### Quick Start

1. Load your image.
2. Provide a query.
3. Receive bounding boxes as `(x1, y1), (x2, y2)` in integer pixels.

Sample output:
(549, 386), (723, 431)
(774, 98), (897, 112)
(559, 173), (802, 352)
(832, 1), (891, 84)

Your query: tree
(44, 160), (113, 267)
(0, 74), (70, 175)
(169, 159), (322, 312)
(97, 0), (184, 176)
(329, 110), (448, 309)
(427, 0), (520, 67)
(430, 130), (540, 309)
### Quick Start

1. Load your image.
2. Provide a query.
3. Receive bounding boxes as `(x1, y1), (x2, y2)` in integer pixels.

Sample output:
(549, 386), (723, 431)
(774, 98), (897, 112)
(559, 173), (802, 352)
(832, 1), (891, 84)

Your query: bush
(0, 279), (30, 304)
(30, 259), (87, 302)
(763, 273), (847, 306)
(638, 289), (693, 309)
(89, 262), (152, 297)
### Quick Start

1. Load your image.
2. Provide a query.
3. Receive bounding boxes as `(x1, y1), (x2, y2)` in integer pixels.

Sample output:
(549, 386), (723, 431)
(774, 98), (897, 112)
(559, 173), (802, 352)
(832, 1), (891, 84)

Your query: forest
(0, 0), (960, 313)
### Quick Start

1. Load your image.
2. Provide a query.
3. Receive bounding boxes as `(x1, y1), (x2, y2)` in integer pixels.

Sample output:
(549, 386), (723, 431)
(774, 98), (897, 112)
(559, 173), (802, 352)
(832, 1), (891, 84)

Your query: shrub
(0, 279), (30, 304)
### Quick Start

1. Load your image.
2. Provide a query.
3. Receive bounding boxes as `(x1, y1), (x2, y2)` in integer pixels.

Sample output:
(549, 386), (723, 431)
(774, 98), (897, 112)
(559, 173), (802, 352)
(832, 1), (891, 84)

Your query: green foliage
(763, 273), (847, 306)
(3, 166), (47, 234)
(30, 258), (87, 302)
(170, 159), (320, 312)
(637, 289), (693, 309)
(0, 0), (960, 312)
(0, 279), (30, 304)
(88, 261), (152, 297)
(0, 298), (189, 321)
########################################
• WORK TO BE COMPLETED:
Scale every line of the records above, writing all of them out again in full. Multiply each bounding-box coordinate in the answers by 1.5 and round to a whole number, with halves rounding up. Leave every other number unchanged, including those in the sample output.

• TASK ANSWER:
### Quick Start

1. Load your image.
2. Provide a query.
3. Receive bounding boxes as `(x1, y1), (x2, y2)` in integer pixels.

Sample output:
(549, 386), (723, 431)
(774, 98), (897, 112)
(559, 173), (802, 352)
(832, 1), (891, 84)

Your query: tree
(66, 240), (170, 401)
(0, 111), (105, 263)
(254, 239), (483, 468)
(146, 0), (276, 264)
(494, 165), (672, 464)
(641, 0), (780, 101)
(645, 195), (810, 464)
### Quick Start

1. Load your image.
2. Provide a query.
3. Receive bounding boxes as `(x1, y1), (x2, y2)` in integer pixels.

Sample output:
(549, 386), (723, 431)
(774, 98), (897, 112)
(559, 173), (802, 352)
(832, 1), (891, 84)

Your query: bush
(0, 419), (45, 456)
(45, 389), (131, 453)
(1145, 410), (1271, 459)
(957, 434), (1040, 464)
(134, 393), (228, 446)
### Quick Start

1. Load your image.
2. Provide a query.
3. Receive bounding boxes as `(x1, y1), (x2, y2)` in integer pixels.

Sample output:
(549, 386), (723, 431)
(774, 98), (897, 112)
(559, 173), (802, 352)
(832, 1), (891, 84)

Your query: forest
(0, 0), (1440, 470)
### Quick Start

1. Load your image.
2. Provide a query.
3. Receive bounding boxes as `(x1, y1), (x2, y2)` in integer pixels.

Sample output:
(549, 386), (723, 431)
(774, 98), (897, 112)
(559, 173), (802, 352)
(832, 1), (891, 84)

Your query: shrub
(0, 419), (45, 456)
### Quick Start

1. Load your image.
2. Provide a query.
3. Receive bounding boxes as `(x1, y1), (x2, y2)` in integer pixels.

Sample output:
(549, 386), (723, 431)
(774, 98), (897, 112)
(559, 173), (802, 352)
(832, 1), (891, 84)

Your query: green foliage
(1145, 410), (1271, 459)
(5, 249), (71, 351)
(45, 387), (131, 453)
(255, 239), (480, 468)
(956, 434), (1040, 464)
(0, 0), (1440, 468)
(0, 419), (45, 456)
(132, 392), (228, 446)
(0, 447), (284, 482)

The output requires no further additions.